[Stored items]
● ● ● ● ●

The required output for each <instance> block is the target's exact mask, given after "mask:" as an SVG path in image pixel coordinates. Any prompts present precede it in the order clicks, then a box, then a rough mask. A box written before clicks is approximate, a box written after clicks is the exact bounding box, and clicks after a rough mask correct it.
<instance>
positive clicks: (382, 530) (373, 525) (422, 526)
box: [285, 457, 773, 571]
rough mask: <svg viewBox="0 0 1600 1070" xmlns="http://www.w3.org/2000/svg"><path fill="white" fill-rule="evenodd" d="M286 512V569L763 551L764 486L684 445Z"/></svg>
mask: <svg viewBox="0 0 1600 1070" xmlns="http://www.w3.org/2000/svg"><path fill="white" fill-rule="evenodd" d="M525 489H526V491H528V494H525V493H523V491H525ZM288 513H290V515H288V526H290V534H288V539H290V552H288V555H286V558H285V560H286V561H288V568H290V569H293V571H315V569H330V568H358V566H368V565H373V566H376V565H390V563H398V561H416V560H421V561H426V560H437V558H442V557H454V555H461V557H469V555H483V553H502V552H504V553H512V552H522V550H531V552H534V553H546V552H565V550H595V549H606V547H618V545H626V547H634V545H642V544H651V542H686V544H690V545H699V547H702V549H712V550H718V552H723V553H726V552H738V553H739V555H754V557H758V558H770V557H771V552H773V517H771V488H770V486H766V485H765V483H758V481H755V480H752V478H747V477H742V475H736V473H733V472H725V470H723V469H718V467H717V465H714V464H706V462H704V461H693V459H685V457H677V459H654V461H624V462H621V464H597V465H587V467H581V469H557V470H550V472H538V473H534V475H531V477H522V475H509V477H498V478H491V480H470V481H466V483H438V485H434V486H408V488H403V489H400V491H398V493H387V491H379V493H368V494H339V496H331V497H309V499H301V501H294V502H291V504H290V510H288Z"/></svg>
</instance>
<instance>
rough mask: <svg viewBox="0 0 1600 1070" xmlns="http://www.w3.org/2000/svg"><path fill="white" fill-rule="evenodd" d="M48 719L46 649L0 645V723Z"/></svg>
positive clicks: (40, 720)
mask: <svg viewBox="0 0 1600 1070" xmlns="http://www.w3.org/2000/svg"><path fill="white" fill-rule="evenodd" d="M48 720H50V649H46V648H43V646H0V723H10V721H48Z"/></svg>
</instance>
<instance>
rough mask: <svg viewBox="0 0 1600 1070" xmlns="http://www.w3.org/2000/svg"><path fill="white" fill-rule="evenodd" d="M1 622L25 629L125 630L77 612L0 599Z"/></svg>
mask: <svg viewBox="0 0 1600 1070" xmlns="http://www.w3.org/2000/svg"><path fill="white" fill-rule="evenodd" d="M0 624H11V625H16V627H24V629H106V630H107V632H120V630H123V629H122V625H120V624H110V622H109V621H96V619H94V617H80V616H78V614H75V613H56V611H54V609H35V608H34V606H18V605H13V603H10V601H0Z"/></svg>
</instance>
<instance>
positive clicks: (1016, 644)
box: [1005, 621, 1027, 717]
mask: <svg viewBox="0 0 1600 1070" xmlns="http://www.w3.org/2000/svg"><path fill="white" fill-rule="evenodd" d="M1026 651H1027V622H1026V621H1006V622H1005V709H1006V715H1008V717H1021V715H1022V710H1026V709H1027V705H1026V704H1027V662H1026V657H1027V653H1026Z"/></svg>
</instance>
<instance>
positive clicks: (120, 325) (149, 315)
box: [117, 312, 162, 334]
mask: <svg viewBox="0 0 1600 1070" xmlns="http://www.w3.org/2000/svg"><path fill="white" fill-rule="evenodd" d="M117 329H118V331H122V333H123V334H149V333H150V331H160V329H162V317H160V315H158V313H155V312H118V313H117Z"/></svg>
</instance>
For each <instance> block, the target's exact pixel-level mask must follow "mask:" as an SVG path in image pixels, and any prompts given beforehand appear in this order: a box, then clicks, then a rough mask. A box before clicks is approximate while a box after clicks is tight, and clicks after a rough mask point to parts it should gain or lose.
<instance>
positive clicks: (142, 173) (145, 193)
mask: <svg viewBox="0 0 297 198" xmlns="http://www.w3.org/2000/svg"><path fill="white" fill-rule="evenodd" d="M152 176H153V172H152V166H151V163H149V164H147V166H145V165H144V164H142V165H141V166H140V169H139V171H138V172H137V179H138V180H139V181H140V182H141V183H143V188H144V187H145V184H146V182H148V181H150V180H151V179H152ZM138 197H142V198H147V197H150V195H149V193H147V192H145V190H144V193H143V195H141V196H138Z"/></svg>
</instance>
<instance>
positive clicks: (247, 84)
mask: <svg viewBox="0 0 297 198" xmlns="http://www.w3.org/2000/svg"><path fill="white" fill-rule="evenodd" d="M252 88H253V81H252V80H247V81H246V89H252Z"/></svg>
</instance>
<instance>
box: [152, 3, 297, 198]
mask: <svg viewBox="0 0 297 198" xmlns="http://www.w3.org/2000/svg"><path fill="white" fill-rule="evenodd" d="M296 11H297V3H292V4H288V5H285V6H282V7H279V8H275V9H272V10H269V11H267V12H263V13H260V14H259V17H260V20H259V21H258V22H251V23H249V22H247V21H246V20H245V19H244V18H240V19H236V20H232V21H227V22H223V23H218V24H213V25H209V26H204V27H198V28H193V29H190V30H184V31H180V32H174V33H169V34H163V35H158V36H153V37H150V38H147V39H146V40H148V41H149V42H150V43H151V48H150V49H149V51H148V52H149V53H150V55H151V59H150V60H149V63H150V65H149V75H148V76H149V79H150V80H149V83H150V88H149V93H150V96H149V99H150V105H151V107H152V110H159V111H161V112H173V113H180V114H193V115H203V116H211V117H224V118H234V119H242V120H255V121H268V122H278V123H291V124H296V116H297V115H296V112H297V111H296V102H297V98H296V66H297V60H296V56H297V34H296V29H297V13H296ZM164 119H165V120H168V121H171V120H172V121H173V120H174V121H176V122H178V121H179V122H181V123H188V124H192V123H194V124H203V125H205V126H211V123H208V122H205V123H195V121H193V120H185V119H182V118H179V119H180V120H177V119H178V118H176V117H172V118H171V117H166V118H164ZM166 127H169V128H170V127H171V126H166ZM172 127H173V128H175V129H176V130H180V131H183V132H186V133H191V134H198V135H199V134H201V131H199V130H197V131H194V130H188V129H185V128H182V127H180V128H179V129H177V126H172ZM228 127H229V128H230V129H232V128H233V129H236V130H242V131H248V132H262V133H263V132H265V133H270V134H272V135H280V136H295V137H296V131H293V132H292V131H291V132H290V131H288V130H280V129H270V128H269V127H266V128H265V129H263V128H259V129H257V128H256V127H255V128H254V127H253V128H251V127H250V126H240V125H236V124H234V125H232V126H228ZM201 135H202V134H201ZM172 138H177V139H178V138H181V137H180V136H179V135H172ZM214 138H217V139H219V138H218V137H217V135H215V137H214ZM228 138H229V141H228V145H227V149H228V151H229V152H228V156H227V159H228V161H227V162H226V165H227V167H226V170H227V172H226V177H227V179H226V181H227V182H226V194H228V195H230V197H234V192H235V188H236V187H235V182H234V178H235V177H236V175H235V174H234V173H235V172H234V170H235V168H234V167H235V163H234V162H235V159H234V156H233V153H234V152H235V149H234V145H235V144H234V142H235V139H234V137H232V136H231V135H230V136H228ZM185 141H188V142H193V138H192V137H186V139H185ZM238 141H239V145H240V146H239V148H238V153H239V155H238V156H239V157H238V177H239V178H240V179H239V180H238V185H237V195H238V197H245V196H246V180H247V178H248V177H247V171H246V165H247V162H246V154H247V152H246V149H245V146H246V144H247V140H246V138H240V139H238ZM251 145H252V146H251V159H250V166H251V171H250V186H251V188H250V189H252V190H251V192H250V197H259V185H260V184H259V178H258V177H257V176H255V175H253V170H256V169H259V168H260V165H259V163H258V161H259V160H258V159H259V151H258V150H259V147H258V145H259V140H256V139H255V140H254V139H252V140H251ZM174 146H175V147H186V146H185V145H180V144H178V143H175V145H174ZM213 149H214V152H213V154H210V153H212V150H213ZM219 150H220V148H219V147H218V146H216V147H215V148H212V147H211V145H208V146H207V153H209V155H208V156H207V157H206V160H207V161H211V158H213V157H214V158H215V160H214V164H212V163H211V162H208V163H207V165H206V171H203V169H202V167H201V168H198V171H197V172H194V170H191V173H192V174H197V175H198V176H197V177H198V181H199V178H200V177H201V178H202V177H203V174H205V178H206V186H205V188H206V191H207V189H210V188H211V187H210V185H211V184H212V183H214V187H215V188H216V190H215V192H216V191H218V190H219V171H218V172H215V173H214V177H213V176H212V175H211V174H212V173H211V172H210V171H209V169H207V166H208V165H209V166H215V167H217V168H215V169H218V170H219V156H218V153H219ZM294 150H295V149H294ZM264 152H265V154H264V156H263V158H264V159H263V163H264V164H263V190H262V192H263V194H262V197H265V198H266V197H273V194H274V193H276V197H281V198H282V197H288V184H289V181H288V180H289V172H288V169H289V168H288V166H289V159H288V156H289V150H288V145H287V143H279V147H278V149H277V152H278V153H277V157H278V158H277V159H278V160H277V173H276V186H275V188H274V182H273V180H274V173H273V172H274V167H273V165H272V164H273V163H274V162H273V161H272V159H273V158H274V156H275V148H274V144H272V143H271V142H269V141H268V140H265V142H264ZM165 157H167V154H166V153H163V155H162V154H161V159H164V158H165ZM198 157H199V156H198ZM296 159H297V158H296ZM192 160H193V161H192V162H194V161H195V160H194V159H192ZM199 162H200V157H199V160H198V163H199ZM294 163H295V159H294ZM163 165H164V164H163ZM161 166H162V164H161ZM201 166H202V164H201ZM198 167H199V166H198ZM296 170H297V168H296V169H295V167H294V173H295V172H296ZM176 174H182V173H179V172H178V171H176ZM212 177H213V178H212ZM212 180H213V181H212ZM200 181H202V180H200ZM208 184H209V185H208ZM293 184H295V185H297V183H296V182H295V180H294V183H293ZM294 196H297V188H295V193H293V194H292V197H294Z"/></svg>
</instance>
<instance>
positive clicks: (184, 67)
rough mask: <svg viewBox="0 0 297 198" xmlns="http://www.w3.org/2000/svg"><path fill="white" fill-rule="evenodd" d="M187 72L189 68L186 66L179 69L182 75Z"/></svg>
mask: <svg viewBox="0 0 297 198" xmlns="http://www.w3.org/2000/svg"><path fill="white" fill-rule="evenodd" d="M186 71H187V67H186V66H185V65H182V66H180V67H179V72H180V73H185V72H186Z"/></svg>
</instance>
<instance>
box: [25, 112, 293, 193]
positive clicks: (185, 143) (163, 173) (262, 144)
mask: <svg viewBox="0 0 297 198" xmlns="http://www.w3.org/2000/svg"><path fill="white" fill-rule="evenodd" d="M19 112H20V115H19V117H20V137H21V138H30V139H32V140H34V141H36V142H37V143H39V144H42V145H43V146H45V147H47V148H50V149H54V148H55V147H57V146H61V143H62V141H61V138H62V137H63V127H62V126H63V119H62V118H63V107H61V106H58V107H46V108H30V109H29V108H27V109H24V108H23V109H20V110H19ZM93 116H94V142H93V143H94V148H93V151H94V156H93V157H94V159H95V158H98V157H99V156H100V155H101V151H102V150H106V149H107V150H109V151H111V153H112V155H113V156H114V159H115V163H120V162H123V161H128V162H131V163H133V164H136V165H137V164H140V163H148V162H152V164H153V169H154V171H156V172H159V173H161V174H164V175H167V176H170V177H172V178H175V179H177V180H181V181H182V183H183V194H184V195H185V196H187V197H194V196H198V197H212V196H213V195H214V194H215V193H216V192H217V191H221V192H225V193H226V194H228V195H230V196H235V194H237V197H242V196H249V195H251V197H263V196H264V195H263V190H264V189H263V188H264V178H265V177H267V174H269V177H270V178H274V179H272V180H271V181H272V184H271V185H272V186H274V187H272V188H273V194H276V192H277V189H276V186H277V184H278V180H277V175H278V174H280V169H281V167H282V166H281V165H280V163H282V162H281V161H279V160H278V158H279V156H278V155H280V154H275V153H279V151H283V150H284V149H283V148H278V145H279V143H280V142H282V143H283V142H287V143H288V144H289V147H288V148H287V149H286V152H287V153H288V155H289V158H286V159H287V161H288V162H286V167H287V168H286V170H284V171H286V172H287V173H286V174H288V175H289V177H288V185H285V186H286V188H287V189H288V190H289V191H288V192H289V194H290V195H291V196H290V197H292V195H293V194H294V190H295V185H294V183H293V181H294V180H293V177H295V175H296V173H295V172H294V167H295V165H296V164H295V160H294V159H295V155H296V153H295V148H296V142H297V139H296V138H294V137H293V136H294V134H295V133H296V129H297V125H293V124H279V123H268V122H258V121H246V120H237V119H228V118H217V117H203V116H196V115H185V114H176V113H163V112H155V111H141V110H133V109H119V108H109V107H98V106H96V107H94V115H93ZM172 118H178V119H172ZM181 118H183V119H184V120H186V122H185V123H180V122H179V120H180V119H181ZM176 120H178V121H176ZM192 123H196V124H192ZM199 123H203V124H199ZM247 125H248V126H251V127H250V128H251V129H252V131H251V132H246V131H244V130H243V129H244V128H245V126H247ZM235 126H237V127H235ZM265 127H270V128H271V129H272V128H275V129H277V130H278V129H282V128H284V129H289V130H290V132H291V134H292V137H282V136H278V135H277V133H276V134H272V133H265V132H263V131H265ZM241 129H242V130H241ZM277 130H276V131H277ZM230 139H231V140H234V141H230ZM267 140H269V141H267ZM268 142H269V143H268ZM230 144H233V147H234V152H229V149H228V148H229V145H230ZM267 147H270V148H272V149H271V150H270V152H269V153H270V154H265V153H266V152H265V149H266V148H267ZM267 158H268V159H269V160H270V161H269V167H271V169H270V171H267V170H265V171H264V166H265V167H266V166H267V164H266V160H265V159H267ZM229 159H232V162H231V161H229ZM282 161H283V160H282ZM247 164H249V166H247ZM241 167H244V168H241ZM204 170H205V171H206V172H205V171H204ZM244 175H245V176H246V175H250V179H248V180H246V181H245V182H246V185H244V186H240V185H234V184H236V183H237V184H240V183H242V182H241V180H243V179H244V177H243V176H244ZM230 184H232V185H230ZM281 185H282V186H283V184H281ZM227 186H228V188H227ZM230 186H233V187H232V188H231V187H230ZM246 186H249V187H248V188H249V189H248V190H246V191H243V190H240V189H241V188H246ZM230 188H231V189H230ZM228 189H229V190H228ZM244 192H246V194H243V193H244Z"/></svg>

● ● ● ● ●

● Exercise goal: Return, with no change at all, every line in the entries above from the line containing "positive clicks: (184, 67)" through the line containing "box: [25, 112, 293, 193]".

● Written answer:
positive clicks: (184, 67)
rough mask: <svg viewBox="0 0 297 198" xmlns="http://www.w3.org/2000/svg"><path fill="white" fill-rule="evenodd" d="M187 72L189 68L186 66L179 69L182 75Z"/></svg>
mask: <svg viewBox="0 0 297 198" xmlns="http://www.w3.org/2000/svg"><path fill="white" fill-rule="evenodd" d="M186 71H187V67H186V66H185V65H182V66H180V67H179V72H180V73H185V72H186Z"/></svg>
</instance>
<instance>
box: [25, 112, 293, 193]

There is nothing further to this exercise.